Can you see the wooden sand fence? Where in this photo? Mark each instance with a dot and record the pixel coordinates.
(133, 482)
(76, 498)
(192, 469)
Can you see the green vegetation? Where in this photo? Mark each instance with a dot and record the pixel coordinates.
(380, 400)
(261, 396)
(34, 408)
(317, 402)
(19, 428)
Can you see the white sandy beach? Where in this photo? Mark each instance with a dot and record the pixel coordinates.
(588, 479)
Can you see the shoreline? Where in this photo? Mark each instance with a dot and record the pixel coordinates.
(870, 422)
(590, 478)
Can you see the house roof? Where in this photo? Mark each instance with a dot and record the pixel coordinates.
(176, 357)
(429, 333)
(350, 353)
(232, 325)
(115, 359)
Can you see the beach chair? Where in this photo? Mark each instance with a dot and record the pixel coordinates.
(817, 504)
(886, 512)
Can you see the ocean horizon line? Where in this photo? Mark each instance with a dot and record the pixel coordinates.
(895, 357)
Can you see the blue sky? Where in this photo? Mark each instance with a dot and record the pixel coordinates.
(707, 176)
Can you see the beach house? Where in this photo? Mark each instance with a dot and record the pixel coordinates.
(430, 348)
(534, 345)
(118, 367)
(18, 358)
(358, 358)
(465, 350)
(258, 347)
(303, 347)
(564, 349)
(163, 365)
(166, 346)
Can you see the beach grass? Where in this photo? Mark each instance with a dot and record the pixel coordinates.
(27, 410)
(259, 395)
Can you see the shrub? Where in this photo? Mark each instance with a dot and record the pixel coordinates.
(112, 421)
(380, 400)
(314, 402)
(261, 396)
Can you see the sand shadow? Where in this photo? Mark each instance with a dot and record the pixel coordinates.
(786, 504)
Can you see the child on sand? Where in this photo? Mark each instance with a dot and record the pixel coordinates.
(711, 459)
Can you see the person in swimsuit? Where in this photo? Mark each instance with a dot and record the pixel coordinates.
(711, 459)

> _Do this_: Above are the records; copy exactly the lines from the one with "Can you see the beach chair?" through the final line.

> _Exercise answer_:
Can you see the beach chair? Where in this photo? Mark each instance with a dot and record the pixel coordinates.
(817, 504)
(886, 512)
Can you see the ocean horizon line? Where in this photo? Mark each instance with a dot and record the pixel coordinates.
(895, 357)
Can you see the blue sky? Where in this photo? Mark each instance with a dot and record the pixel coordinates.
(707, 176)
Can you see the beach house? Where in this photo? Mark each instance with a dot and record the pixel coordinates.
(430, 348)
(534, 345)
(118, 367)
(18, 358)
(358, 358)
(465, 350)
(258, 347)
(303, 347)
(564, 349)
(163, 365)
(166, 346)
Can you see the beach grass? Where in this photo? Mark each instance with a dot and record the pixel coordinates.
(27, 410)
(259, 395)
Can you see the shrub? Where in this photo? Mark each instance with a dot and record the pixel coordinates.
(112, 421)
(380, 400)
(314, 402)
(261, 396)
Can you see the sand shadow? Where in this photo? Mark each instance with a dot and record the pixel coordinates.
(786, 504)
Can you see the child on sand? Where in this photo? Mark each instance with a dot and record the pixel coordinates.
(711, 459)
Can you see the person in swimsuit? Where in this photo? Mark each instance with a dot and record the pixel coordinates.
(711, 459)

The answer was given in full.